Em março de 2018, Naiara Galarraga Gortázar escreveu um artigo, no El País, que fazia a “Radiografía del gran éxodo venezolano”. A saída em massa de venezuelanos começa a ser bastante visível em 2015 e tornou-se uma das maiores crises humanitárias do hemisfério ocidental. Dos diversos casos retratados, sobressai a vida de Carlos Raúl Toro. A 27 de julho de 2016, Carlos Raúl Toro tomou uma decisão que mudaria a sua vida para sempre: embarcou, sozinho, num voo direto de Caracas para Madrid. Para trás ficou a sua mãe e as duas irmãs pequenas. Ele não migrou por querer viver uma aventura de juventude, nem por nenhum desejo de busca de riqueza e ascensão social. Migrou porque não havia futuro. Migrou porque tinha fome e medo. Migrou porque não tinha Esperança. A sua voz serve para percebermos a desintegração social da Venezuela.

Estimava-se, em 2018, que aproximadamente 1,6 milhão de venezuelanos deixaram o seu país. 87% da população vivia na pobreza, com a inflação desmesuradamente elevada e insuportável para quem teme não sobreviver. Os destinos mais procurados, naquela altura, eram Colômbia, Peru, Chile, Espanha e EUA. O caminho a ser percorrido era de uma dificuldade inumana. As viagens longas, os obstáculos burocráticos e a exploração destas pessoas faziam antever o preconceito e a exclusão. 2018 foi já há algum tempo. No entanto, a situação não melhorou. O número de migrantes venezuelanos aumentou drasticamente desde então, e os países de acolhimento tiveram de adaptar as suas políticas públicas, os sistemas de saúde, educação e proteção social para os receber.

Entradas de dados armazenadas
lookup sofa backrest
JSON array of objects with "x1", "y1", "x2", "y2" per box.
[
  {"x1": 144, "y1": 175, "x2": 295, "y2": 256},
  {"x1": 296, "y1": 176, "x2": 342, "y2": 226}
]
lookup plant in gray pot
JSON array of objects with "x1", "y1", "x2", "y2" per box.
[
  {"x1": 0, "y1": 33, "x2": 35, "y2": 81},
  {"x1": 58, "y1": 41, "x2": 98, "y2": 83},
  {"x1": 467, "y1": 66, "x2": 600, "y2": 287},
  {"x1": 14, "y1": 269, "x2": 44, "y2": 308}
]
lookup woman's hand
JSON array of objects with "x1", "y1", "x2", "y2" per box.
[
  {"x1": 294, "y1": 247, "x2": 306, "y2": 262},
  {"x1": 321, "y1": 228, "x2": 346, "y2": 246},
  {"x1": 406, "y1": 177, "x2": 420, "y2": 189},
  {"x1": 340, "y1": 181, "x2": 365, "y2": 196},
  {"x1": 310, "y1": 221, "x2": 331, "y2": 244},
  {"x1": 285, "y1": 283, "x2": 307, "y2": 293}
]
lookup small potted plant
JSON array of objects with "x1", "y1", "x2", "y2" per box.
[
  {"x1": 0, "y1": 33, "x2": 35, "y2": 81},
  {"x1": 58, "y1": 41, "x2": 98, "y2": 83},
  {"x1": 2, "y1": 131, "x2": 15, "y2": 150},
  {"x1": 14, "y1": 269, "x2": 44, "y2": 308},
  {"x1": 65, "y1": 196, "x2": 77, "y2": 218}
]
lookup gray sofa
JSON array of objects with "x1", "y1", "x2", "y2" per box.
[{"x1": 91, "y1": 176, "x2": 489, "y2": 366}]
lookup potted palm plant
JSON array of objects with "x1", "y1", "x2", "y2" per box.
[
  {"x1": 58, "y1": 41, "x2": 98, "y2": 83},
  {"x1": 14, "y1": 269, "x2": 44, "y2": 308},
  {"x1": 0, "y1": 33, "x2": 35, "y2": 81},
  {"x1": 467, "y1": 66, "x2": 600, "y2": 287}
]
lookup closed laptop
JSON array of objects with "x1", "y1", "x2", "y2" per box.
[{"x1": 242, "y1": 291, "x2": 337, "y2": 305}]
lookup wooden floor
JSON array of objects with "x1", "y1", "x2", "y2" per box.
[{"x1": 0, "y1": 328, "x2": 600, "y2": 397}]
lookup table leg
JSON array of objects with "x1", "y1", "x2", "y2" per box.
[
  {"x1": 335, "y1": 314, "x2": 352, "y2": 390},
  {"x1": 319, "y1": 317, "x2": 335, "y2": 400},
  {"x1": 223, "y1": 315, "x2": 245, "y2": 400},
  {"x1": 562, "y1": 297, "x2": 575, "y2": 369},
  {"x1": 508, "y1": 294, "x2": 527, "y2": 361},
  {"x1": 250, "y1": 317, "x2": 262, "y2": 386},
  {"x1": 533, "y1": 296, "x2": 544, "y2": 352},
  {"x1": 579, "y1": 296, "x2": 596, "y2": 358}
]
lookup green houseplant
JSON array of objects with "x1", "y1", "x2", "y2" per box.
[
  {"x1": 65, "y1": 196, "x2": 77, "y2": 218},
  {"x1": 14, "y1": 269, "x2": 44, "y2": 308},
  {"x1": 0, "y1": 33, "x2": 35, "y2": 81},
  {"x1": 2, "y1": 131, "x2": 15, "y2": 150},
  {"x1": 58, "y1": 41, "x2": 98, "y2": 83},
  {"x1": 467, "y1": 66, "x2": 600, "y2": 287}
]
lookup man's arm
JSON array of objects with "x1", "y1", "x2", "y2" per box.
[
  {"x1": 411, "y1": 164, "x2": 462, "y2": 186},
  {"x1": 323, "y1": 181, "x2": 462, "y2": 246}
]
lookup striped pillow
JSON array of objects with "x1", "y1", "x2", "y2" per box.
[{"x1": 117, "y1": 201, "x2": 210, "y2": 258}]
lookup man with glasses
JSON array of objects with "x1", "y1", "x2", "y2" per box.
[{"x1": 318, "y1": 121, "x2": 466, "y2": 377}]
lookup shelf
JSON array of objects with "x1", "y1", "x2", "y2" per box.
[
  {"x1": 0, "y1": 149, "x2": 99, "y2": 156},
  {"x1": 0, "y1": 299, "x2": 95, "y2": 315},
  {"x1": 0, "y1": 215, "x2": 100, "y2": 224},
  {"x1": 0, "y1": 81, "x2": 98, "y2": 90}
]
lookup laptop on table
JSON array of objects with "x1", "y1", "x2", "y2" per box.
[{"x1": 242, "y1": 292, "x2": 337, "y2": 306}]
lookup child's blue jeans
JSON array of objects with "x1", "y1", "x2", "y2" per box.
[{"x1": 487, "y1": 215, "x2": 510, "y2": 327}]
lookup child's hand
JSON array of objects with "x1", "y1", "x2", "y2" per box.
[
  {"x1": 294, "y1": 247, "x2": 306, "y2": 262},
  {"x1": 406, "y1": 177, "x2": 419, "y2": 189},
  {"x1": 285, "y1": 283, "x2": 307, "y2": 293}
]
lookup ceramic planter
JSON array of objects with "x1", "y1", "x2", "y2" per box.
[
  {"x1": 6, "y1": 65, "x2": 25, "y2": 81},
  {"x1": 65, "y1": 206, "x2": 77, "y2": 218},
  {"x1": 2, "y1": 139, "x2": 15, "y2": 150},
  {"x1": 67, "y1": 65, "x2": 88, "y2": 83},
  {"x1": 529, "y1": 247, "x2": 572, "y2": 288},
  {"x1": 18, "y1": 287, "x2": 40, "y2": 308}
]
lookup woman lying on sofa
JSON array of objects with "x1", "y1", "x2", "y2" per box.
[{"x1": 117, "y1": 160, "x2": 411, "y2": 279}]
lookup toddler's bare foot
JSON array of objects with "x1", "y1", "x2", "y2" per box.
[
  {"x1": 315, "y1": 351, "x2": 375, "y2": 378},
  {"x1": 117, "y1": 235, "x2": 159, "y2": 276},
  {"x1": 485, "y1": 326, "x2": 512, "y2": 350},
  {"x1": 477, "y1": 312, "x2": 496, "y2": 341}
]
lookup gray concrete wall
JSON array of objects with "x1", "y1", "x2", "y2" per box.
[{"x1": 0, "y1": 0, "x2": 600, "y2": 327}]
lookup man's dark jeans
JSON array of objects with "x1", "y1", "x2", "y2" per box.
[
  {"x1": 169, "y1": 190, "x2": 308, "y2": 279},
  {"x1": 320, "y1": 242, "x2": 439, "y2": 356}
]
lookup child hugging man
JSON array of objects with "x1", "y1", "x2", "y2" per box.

### REQUISITO 1
No texto sobre o êxodo venezuelano, em que data embarcou Carlos Raúl Toro no voo direto de Caracas para Madrid?
### REQUISITO 2
Transcreva do texto sobre o êxodo venezuelano tudo o que vai desde “Estimava-se, em 2018, que” até “para os receber.”.

### RESPOSTA ESCRITA 1
A 27 de julho de 2016.

### RESPOSTA ESCRITA 2
Estimava-se, em 2018, que aproximadamente 1,6 milhão de venezuelanos deixaram o seu país. 87% da população vivia na pobreza, com a inflação desmesuradamente elevada e insuportável para quem teme não sobreviver. Os destinos mais procurados, naquela altura, eram Colômbia, Peru, Chile, Espanha e EUA. O caminho a ser percorrido era de uma dificuldade inumana. As viagens longas, os obstáculos burocráticos e a exploração destas pessoas faziam antever o preconceito e a exclusão. 2018 foi já há algum tempo. No entanto, a situação não melhorou. O número de migrantes venezuelanos aumentou drasticamente desde então, e os países de acolhimento tiveram de adaptar as suas políticas públicas, os sistemas de saúde, educação e proteção social para os receber.